- Records shown
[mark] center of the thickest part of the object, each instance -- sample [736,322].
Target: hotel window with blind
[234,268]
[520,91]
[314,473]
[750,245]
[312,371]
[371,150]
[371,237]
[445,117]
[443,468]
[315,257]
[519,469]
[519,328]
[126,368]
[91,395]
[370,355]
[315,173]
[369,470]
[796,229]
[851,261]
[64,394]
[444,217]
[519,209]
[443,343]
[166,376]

- Exercise prompt
Reproduce the listing above, changing "hotel window" to "guest room window" and leaving every other line and word as it is.

- Task output
[mark] center of the thickest part of the object, each instance -- sample [736,322].
Target: guest room window with blind
[234,268]
[520,91]
[314,473]
[750,245]
[312,371]
[371,150]
[371,237]
[445,117]
[443,468]
[315,257]
[519,469]
[519,328]
[126,368]
[91,395]
[370,355]
[315,173]
[369,470]
[796,229]
[851,261]
[64,394]
[444,217]
[519,209]
[443,343]
[166,376]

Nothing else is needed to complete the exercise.